Brief a:
Translate this sentence from the blog on Indigenous laws in conservation into Spanish: "Long before Canada was a country, Indigenous peoples lived under their own laws."

Document extract:
----
By: Georgia Lloyd-Smith, Staff Lawyer, West Coast Environmental Law
Larry Innes, Olthuis Kleer Townshend-LLP

June 17, 2021

This blog is an accompaniment to a report entitled: Indigenous Laws in the Context of Conservation.

Read the full report here.

“Our ancestors knew that their survival depended on clean water and taking only what was needed. Indigenous peoples lived by the natural laws of the land and waters, and that allowed our societies to thrive.” - Bev Sellars, Elder and former chief, Xat’sull Nation

Thaidene Nëné, Land of the Ancestors. (Photo Credit: Pat Kane)

Thaidene Nëné, Land of the Ancestors. (Photo Credit: Pat Kane)

Many scientists now agree with what Indigenous societies have long understood:  in order to avoid catastrophic climate change, maintain healthy habitats and secure the vital ecosystem services that sustain us, we must protect much of the land and water in a given region, and live more lightly on the Earth. A growing movement of Indigenous conservation initiatives including Indigenous Protected and Conserved Areas (IPCAs) and Indigenous Guardians programs are working to restore relationships and responsibilities between Indigenous peoples and their lands as a critical step towards sustainability.

These initiatives are grounded in Indigenous laws and knowledge systems that go back to the beginning of time by Indigenous societies that maintain long-standing relationships and responsibilities to their lands and waters. As the interconnected climate and ecological crises deepen, IPCAs can serve as places of refuge to curb biodiversity loss and as buffers in the face of a drastically changing climate. They can also demonstrate the leadership that all Canadians require to meet these global challenges.  

A graphic definition of IPCAs. (Photo Credit: © 2020 Legal Atlas LLC, based on information from West Coast Environmental Law.)

A graphic definition of IPCAs. (Photo Credit: © 2020 Legal Atlas LLC, based on information from West Coast Environmental Law.)

Indigenous laws in conservation

Indigenous laws, governance and knowledge systems are the foundation of Indigenous Protected and Conserved Areas (IPCAs). Long before Canada was a country, Indigenous peoples lived under their own laws. A century or more of colonization has altered much of the landscape, and public governments (the Crown) have not recognized or respected Indigenous laws and jurisdiction in a meaningful way.

But this may be changing. The Government of Canada has committed to protect 30 percent of the land and waters by 2030 to contribute to international conservation targets. As part of this target, the Canadian government has a mandate to support Indigenous-led conservation initiatives and has committed to upholding Nation-to-Nation and Crown-to-Inuit relationships, including recognizing Indigenous jurisdiction and laws.

Crown governments are increasingly acknowledging that their protected area targets and constitutional obligation cannot be met without the support and consent of Indigenous nations. As the Honourable Murray Sinclair explains, “Canada can become an environmental leader by becoming an Indigenous rights leader.”

This creates an opportunity for Crown and Indigenous governments to come together in ethical spaces to establish and govern IPCAs grounded in both Indigenous and Crown laws and knowledge systems. The question is how?

In this report, produced through the Conservation through Reconciliation Partnership, we examine how Indigenous and Crown laws can operate alongside one another in IPCAs based on mutual recognition and respect.
----
Brief b:
How many lines of the listing below contain the string "excavator"? Case counts. Reply with the number only.
----
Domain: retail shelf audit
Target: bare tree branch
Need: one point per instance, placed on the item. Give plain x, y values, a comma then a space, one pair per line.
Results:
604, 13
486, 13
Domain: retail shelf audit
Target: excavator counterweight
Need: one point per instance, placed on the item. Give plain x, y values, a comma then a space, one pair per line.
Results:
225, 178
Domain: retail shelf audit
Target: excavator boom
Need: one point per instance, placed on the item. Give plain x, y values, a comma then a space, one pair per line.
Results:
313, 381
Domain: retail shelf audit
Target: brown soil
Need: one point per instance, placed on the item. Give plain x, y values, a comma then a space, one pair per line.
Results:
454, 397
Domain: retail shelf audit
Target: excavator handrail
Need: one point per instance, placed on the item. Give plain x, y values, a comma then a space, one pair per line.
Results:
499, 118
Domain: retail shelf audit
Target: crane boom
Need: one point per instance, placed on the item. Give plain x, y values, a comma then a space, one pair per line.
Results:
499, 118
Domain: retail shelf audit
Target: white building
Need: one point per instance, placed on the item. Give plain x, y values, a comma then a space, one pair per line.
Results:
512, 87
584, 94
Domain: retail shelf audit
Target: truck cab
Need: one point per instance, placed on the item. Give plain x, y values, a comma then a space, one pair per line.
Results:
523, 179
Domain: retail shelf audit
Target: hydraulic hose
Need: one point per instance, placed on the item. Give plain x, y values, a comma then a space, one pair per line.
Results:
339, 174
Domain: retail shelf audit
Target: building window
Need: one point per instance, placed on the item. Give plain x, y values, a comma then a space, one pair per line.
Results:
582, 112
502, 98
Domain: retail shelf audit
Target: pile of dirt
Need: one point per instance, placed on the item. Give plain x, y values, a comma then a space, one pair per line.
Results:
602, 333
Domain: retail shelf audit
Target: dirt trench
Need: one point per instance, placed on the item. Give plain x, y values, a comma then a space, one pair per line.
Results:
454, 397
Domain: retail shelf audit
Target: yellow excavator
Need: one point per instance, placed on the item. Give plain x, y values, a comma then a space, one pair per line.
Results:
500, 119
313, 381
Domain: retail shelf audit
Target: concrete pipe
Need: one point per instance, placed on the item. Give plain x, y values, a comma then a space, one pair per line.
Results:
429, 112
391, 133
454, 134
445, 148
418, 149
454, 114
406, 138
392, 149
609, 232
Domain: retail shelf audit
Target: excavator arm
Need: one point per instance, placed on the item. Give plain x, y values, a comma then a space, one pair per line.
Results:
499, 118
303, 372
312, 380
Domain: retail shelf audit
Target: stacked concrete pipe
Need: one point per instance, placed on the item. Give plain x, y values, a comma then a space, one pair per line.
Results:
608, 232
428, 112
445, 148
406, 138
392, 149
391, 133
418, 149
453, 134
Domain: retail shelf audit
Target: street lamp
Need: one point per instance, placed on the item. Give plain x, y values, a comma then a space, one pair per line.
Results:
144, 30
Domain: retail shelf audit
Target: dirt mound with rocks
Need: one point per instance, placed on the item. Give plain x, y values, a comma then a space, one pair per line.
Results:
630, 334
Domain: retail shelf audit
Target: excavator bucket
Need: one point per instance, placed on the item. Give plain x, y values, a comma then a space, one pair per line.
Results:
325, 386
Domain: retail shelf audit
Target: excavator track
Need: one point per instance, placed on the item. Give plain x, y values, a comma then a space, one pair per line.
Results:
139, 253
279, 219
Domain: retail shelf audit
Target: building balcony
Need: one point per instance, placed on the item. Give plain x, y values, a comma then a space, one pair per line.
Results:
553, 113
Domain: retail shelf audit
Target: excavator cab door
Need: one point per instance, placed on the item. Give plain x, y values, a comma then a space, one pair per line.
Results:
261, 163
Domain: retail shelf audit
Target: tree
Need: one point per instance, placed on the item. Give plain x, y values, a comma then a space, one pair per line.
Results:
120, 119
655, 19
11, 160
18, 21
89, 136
----
Answer a:
Mucho antes de que Canadá fuera un país, los pueblos indígenas vivían bajo sus propias leyes.

Answer b:
8